| DIRECTION |
Would you retype, word for word, the line with "point_to annotates the artificial" and every line after it through the end of the records below?

| STORED DATA |
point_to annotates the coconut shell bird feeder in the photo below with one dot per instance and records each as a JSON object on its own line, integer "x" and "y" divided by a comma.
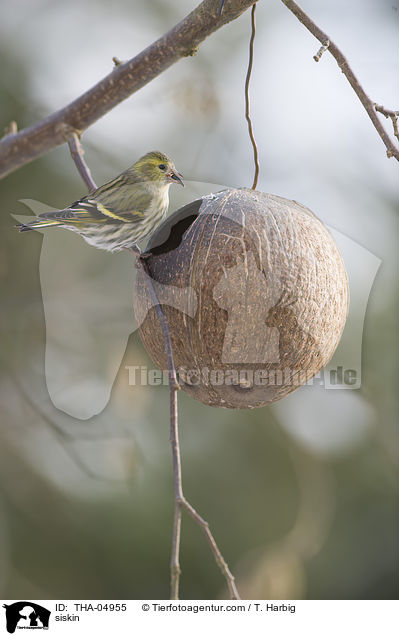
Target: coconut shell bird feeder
{"x": 255, "y": 294}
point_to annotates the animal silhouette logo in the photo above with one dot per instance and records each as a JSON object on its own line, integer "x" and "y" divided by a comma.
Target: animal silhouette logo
{"x": 26, "y": 615}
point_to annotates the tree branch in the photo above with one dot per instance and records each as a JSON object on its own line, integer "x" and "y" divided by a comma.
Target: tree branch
{"x": 328, "y": 44}
{"x": 180, "y": 501}
{"x": 18, "y": 148}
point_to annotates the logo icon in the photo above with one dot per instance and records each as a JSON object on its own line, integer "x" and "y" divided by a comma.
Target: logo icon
{"x": 26, "y": 615}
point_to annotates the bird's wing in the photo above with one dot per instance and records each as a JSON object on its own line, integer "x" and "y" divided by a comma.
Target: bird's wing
{"x": 115, "y": 202}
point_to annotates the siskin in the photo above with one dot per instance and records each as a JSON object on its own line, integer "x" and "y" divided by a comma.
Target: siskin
{"x": 121, "y": 212}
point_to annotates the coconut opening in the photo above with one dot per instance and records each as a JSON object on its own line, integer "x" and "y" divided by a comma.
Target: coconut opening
{"x": 170, "y": 233}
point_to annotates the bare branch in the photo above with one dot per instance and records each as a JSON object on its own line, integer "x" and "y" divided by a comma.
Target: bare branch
{"x": 126, "y": 78}
{"x": 215, "y": 550}
{"x": 247, "y": 104}
{"x": 77, "y": 155}
{"x": 179, "y": 500}
{"x": 368, "y": 104}
{"x": 393, "y": 114}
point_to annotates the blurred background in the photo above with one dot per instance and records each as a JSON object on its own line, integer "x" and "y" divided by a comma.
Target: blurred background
{"x": 302, "y": 496}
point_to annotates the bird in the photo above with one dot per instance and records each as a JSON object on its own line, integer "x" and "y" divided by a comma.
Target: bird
{"x": 121, "y": 212}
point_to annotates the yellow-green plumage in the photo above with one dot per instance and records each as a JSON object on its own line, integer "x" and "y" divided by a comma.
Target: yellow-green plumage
{"x": 121, "y": 212}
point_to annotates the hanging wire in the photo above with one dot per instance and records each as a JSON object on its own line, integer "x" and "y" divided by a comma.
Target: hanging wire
{"x": 247, "y": 106}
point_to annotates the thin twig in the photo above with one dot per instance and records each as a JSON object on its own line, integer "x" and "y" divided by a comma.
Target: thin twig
{"x": 216, "y": 552}
{"x": 247, "y": 105}
{"x": 368, "y": 104}
{"x": 180, "y": 501}
{"x": 393, "y": 114}
{"x": 78, "y": 156}
{"x": 321, "y": 50}
{"x": 124, "y": 80}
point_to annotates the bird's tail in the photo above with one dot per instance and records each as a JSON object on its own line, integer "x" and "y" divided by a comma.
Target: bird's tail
{"x": 37, "y": 224}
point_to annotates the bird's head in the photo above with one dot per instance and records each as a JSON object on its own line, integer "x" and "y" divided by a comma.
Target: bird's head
{"x": 158, "y": 168}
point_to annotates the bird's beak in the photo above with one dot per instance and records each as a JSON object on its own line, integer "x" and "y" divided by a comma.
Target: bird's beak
{"x": 175, "y": 177}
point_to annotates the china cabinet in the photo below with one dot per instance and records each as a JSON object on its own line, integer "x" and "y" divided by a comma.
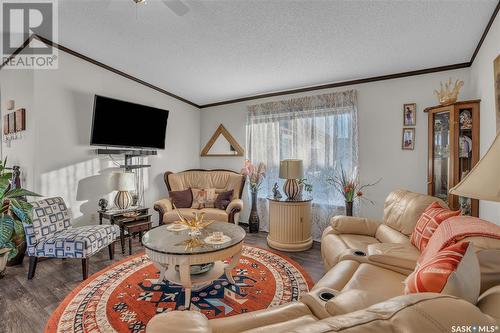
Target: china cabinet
{"x": 453, "y": 151}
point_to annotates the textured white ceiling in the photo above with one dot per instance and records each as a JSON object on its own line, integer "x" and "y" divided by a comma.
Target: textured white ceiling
{"x": 222, "y": 49}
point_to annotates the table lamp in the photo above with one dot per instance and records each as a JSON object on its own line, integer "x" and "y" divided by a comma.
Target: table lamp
{"x": 125, "y": 182}
{"x": 291, "y": 170}
{"x": 483, "y": 181}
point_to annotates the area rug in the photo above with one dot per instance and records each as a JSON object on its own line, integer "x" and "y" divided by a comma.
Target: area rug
{"x": 125, "y": 296}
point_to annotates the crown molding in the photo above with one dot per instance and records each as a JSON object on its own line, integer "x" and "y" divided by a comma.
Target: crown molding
{"x": 272, "y": 94}
{"x": 97, "y": 63}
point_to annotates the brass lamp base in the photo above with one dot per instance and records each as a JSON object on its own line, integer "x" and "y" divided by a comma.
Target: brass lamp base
{"x": 291, "y": 188}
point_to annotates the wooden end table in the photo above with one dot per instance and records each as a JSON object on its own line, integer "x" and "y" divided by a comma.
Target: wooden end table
{"x": 168, "y": 249}
{"x": 117, "y": 216}
{"x": 290, "y": 224}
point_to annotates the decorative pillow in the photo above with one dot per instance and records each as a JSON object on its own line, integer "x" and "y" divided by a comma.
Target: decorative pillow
{"x": 430, "y": 219}
{"x": 453, "y": 271}
{"x": 203, "y": 198}
{"x": 181, "y": 199}
{"x": 223, "y": 199}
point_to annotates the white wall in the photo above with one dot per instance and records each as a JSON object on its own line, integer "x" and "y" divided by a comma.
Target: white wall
{"x": 380, "y": 126}
{"x": 19, "y": 86}
{"x": 63, "y": 162}
{"x": 482, "y": 83}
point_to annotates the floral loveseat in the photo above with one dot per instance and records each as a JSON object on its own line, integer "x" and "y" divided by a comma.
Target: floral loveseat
{"x": 220, "y": 180}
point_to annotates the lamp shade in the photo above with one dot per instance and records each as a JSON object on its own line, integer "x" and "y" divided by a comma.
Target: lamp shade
{"x": 125, "y": 181}
{"x": 483, "y": 181}
{"x": 291, "y": 169}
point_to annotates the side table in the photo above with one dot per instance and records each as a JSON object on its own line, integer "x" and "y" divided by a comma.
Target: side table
{"x": 118, "y": 217}
{"x": 290, "y": 224}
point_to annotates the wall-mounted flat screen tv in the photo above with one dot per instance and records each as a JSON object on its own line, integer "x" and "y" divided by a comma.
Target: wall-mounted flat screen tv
{"x": 123, "y": 124}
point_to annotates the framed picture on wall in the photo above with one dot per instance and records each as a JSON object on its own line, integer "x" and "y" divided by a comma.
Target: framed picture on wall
{"x": 12, "y": 122}
{"x": 409, "y": 114}
{"x": 408, "y": 139}
{"x": 5, "y": 124}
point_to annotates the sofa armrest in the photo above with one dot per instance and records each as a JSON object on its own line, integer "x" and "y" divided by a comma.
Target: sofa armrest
{"x": 394, "y": 254}
{"x": 354, "y": 225}
{"x": 179, "y": 322}
{"x": 162, "y": 206}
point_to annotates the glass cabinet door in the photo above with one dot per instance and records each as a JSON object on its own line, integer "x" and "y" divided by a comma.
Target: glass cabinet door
{"x": 441, "y": 155}
{"x": 465, "y": 154}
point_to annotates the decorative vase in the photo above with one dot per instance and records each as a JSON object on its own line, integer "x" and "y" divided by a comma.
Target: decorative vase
{"x": 348, "y": 208}
{"x": 21, "y": 250}
{"x": 253, "y": 220}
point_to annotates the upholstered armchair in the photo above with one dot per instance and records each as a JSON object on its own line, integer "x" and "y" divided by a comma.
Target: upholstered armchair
{"x": 220, "y": 180}
{"x": 52, "y": 236}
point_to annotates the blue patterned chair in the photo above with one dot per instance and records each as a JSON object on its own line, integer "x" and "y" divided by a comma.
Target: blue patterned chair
{"x": 52, "y": 236}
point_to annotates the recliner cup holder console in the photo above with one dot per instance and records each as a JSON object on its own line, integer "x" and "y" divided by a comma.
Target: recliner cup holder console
{"x": 359, "y": 253}
{"x": 326, "y": 296}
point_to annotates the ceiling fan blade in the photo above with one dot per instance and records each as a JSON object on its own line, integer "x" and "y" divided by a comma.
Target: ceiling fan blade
{"x": 177, "y": 6}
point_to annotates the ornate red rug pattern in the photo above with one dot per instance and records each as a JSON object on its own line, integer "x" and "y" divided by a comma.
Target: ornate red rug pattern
{"x": 125, "y": 296}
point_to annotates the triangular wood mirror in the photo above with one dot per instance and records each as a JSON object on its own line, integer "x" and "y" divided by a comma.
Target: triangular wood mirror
{"x": 222, "y": 143}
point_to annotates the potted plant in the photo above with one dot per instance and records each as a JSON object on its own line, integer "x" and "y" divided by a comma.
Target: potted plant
{"x": 349, "y": 187}
{"x": 14, "y": 211}
{"x": 255, "y": 176}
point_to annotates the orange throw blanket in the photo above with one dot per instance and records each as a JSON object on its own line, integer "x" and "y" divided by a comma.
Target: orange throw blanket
{"x": 455, "y": 229}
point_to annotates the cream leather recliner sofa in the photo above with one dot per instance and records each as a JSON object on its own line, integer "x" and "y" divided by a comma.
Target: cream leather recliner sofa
{"x": 426, "y": 312}
{"x": 350, "y": 237}
{"x": 360, "y": 294}
{"x": 221, "y": 180}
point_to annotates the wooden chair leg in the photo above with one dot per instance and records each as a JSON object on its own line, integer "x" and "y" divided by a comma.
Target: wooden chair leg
{"x": 85, "y": 268}
{"x": 32, "y": 267}
{"x": 111, "y": 249}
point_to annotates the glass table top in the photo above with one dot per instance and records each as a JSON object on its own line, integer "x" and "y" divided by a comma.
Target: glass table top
{"x": 162, "y": 240}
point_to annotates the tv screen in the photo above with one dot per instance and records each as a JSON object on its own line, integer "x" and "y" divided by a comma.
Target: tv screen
{"x": 124, "y": 124}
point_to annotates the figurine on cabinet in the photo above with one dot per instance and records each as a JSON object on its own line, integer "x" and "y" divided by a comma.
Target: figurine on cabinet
{"x": 276, "y": 191}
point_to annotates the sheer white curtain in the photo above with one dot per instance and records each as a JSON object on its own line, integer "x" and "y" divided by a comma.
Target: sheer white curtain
{"x": 321, "y": 130}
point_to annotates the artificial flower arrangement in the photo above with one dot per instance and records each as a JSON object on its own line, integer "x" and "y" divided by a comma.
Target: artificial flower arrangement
{"x": 255, "y": 175}
{"x": 349, "y": 186}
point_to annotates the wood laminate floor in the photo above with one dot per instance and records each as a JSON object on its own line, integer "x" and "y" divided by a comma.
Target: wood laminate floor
{"x": 25, "y": 306}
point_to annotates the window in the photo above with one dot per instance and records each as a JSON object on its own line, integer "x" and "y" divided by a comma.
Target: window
{"x": 321, "y": 130}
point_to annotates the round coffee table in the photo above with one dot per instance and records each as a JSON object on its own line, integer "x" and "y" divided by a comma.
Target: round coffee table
{"x": 167, "y": 249}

| RESPONSE FOR THIS EXERCISE |
point_to annotates the artificial flower arrangement in the photo above with one dot per instance and records each as a JSON object on its own line, integer "x" and "y" divided by a comma.
Target: artificial flower arrangement
{"x": 255, "y": 175}
{"x": 349, "y": 186}
point_to annotates the wood laminate floor in the photo above with one dot per instance and records each as a JSON object on its own line, integer "x" and "y" divided by a comma.
Target: wood laminate floor
{"x": 25, "y": 306}
point_to annotates the window in the photo above with one dot per instance and records each as a JSON object on its own line, integer "x" and "y" divided by a comma.
Target: window
{"x": 321, "y": 130}
point_to annotates the round coffee table in the photo above with one dot per instance and records each as a JSON object on its own line, integer "x" and "y" divided by a comma.
Target: round coffee table
{"x": 167, "y": 249}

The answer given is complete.